Instruction A →
Answer these questions using the MCP Mistral OCR Optimized page:
(i) What state does the server show once it is ready?
(ii) How many files can be processed at the same time?
(iii) Which command installs the dependencies when using UV?
Instruction B → Pick up the MCP Mistral OCR Optimized page right after its last line and continue it.

Excerpt →
══════════════════════════════

How do I use MCP Mistral OCR Optimized?

1. Click on "Install Server". 2. Wait a few minutes for the server to deploy. Once ready, it will show a "Started" state. 3. In the chat, type @ followed by the MCP server name and your instructions, e.g., "@MCP Mistral OCR Optimized extract the tables from invoice.pdf into markdown" That's it! The server will respond to your query, and you can continue using it as needed. Here is a step-by-step guide with screenshots.

MCP Mistral OCR Optimized

Optimized MCP server for OCR processing using Mistral AI with batch processing and async connection pooling.

🚀 Key Optimizations

Feature	Benefit
Batch Processing API	Up to 50% cost reduction for large file sets
Async Connection Pooling	20-30% faster processing for multiple files
Token-Efficient Defaults	`include_images=False`, `table_format=markdown` saves 30-40% tokens
Concurrent Processing	Process up to 5 files simultaneously
Cross-Platform Paths	Works on Windows, macOS, Linux, and Docker
Configurable Parameters	Fine-tune OCR output with table_format, headers, footers

📦 Installation

Using UV (Recommended)

# Navigate to project directory
cd D:/dev/mcp_mistral_ocr_opt

# Create and activate virtual environment
uv venv
# Windows
.venv\Scripts\activate
# Unix
source .venv/bin/activate

# Install dependencies
uv pip install .

══════════════════════════════

Extracted records:
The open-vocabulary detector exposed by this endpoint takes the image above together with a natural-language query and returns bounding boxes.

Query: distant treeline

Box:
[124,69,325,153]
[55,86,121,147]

══════════════════════════════

Final result A →
(i) "Started"
(ii) Up to 5
(iii) uv pip install .

Final result B →
Using Docker

# Build image
docker build -t mcp-mistral-ocr-opt .

# Run container
docker run -e MISTRAL_API_KEY=your_api_key \
           -v /path/to/your/files:/data/ocr \
           mcp-mistral-ocr-opt:latest

⚙️ Configuration

Environment Variables

Create or edit .env file:

# Required
MISTRAL_API_KEY=your_api_key_here
OCR_DIR=D:/dev/mcp_mistral_ocr_opt/data/ocr

# Optional - Batch Processing
BATCH_MODE=auto                  # auto, always, never
BATCH_MIN_FILES=5                # Use batch processing for 5+ files in auto mode
INLINE_BATCH_THRESHOLD=10        # Use inline batch for <10 files
MAX_CONCURRENT_REQUESTS=5        # Max concurrent API requests

# Optional - OCR Defaults (token optimization)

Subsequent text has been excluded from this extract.